--- What you should do ---
Pick out every line of the items below that contains the string "block", and copy those lines.

*** Dataset Section Begins ***

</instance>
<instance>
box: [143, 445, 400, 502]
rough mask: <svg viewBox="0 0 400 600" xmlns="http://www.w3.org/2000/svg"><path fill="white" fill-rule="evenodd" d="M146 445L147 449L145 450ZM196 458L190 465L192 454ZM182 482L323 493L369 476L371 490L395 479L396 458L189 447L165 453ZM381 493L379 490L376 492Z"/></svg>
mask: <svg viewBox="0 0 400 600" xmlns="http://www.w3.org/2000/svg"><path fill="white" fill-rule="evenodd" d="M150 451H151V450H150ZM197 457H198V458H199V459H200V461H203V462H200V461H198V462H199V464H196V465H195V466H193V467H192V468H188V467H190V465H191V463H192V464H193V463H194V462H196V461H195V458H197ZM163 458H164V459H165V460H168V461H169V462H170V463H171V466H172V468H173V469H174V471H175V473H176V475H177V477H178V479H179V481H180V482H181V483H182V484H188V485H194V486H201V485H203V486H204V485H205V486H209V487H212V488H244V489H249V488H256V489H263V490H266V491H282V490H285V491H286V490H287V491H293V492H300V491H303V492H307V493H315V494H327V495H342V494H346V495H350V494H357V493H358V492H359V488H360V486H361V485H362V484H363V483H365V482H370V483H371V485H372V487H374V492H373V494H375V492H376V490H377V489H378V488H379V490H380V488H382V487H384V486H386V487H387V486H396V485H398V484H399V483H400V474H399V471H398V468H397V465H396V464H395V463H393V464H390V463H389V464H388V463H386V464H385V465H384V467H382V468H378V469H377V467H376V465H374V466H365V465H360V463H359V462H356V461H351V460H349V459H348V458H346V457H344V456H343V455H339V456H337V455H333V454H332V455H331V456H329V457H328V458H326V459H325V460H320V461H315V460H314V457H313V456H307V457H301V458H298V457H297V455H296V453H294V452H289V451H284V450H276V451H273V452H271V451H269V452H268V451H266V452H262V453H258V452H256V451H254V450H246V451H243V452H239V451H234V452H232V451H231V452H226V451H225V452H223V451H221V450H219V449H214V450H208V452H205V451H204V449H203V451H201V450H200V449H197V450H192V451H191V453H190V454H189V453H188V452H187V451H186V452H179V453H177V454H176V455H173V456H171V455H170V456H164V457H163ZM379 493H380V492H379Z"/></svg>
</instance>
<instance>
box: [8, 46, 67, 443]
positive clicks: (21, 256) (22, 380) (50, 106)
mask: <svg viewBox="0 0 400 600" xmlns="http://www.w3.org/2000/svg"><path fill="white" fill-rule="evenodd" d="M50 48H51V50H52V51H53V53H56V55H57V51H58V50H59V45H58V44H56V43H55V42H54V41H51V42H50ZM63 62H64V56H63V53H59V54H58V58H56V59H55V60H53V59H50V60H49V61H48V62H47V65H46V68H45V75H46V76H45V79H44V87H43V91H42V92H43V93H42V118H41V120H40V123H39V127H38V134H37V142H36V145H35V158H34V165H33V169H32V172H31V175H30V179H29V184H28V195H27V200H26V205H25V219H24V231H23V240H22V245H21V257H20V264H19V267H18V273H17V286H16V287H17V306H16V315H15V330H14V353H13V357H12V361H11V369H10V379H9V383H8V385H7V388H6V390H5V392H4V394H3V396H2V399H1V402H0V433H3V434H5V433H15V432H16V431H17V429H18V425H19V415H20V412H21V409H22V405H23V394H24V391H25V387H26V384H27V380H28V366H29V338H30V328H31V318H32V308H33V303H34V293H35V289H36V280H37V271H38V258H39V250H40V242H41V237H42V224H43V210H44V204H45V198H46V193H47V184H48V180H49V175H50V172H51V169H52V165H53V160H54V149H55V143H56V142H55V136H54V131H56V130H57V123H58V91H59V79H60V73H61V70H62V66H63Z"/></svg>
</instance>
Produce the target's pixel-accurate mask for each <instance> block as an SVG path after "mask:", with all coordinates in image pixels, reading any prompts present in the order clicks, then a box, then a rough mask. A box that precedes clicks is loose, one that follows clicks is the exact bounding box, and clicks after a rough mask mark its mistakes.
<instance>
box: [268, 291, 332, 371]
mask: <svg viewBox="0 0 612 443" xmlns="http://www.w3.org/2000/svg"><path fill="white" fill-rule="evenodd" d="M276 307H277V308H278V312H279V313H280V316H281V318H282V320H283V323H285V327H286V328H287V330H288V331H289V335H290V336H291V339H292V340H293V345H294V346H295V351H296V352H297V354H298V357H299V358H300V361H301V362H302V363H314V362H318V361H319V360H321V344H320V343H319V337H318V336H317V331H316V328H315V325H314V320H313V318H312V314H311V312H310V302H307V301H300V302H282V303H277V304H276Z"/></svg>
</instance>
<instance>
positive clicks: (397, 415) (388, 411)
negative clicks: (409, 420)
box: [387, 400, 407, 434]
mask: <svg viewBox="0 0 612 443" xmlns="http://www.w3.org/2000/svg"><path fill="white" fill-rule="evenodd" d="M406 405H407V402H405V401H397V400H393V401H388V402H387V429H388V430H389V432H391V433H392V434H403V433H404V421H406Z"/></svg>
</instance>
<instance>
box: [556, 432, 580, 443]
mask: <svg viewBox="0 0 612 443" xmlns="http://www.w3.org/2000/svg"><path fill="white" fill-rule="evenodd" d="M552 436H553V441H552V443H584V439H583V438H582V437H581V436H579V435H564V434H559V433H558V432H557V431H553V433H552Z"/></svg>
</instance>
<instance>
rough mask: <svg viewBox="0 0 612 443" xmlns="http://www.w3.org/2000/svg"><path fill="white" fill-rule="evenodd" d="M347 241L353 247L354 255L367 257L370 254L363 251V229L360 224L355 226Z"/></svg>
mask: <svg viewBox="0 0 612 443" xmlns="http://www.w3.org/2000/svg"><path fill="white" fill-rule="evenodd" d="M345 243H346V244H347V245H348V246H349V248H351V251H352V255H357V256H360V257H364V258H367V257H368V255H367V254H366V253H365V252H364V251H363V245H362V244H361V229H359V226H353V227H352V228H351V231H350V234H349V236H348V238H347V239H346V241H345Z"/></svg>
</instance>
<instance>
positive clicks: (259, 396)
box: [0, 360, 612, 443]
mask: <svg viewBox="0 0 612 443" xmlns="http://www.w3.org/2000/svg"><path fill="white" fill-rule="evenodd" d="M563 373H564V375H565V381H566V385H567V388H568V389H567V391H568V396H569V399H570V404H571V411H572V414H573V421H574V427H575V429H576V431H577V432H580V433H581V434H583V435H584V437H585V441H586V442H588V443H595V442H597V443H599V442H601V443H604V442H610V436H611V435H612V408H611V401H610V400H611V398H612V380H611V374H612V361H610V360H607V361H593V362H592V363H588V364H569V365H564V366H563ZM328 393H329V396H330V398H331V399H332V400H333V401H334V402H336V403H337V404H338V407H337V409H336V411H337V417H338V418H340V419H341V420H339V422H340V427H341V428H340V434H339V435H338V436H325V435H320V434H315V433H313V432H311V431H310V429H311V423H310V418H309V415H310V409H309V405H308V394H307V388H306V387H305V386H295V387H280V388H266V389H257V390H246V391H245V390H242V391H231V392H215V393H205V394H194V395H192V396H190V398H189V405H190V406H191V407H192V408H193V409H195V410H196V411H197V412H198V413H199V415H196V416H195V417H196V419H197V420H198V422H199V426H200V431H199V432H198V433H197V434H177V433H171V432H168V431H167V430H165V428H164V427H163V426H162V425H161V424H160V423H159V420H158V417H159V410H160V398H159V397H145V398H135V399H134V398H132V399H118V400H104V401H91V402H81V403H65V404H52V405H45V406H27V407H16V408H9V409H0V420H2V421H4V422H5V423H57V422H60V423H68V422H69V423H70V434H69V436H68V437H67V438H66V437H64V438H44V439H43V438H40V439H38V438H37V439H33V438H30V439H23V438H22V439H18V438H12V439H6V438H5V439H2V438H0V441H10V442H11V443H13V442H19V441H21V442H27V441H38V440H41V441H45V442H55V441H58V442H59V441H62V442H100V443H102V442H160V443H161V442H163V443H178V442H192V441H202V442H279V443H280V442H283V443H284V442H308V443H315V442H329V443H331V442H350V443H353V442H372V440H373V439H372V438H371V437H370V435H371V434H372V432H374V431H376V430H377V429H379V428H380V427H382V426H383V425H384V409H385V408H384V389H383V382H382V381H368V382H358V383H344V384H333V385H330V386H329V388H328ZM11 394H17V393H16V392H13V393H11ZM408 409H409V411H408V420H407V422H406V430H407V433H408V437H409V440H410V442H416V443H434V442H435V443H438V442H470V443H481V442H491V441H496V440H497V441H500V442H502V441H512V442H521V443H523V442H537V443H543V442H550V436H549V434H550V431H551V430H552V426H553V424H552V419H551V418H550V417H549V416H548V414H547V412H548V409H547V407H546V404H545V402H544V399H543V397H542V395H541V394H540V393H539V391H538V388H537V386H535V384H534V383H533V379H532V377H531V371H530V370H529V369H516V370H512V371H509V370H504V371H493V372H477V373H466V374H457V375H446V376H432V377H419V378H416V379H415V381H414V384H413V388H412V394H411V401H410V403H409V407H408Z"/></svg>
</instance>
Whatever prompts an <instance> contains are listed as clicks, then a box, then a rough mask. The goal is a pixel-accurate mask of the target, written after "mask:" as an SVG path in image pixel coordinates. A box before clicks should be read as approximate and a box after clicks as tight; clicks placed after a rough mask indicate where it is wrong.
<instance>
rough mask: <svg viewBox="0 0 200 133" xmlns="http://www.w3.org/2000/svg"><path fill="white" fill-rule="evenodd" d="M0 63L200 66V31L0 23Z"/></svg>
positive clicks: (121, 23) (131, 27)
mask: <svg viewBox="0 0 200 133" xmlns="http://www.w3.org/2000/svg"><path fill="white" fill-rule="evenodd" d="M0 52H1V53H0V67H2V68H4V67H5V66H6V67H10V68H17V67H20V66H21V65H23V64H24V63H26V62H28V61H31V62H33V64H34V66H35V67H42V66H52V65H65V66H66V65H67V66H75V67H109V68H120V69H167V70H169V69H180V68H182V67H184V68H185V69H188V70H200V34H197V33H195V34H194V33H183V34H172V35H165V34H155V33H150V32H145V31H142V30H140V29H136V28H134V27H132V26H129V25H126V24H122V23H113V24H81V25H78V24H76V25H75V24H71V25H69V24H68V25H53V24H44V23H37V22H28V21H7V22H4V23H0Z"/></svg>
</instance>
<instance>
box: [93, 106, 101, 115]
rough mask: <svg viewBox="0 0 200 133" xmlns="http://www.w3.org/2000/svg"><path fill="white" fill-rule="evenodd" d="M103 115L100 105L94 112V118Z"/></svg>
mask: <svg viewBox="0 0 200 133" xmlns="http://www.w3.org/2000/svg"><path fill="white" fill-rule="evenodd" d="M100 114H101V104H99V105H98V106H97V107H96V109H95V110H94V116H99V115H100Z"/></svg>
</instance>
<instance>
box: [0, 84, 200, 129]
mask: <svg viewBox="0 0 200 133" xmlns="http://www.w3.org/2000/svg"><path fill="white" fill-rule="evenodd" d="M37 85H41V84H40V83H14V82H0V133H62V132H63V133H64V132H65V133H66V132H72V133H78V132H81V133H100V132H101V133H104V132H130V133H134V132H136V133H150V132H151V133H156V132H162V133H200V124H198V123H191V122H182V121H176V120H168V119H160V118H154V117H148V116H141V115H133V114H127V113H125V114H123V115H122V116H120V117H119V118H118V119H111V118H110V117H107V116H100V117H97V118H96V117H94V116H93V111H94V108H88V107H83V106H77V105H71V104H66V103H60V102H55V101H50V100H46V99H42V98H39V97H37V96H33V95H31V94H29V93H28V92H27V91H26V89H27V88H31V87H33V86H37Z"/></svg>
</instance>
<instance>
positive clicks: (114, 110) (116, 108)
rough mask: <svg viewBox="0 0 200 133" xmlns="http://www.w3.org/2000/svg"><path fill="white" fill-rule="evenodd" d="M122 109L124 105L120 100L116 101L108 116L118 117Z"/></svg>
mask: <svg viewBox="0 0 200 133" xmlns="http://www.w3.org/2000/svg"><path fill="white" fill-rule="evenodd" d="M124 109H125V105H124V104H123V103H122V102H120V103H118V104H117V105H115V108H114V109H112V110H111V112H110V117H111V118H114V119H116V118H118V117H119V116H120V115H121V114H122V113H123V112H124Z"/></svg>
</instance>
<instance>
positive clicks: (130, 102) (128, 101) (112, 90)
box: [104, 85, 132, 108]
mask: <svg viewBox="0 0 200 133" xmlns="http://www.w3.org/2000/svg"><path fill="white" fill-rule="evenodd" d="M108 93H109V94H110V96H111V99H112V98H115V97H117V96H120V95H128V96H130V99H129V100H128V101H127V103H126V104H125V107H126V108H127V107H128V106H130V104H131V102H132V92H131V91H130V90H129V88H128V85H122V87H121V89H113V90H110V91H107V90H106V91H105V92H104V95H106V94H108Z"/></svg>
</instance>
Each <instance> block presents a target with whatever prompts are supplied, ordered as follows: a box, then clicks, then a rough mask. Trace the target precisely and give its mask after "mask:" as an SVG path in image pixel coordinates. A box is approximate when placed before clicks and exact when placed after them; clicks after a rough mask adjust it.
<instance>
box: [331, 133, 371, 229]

*** Dataset Section Ends ***

--- Response box ---
Produce the target's pixel-accurate mask for each <instance> block as an SVG path after "mask:", with all coordinates in image pixels, reading any prompts present in the order clicks, then a box, then a rough mask. A box that precedes clicks is loose, one that follows clicks is the exact bounding box, and clicks after a rough mask mark its mistakes.
Each <instance> block presents a target with whatever prompts are supplied, ordered as follows: a box, then clicks, then a rough mask. Trace the target precisely and give its mask after "mask:" as an SVG path in image pixel coordinates. A box is approximate when placed before clicks and exact when placed after them; clicks after a rough mask adjust it.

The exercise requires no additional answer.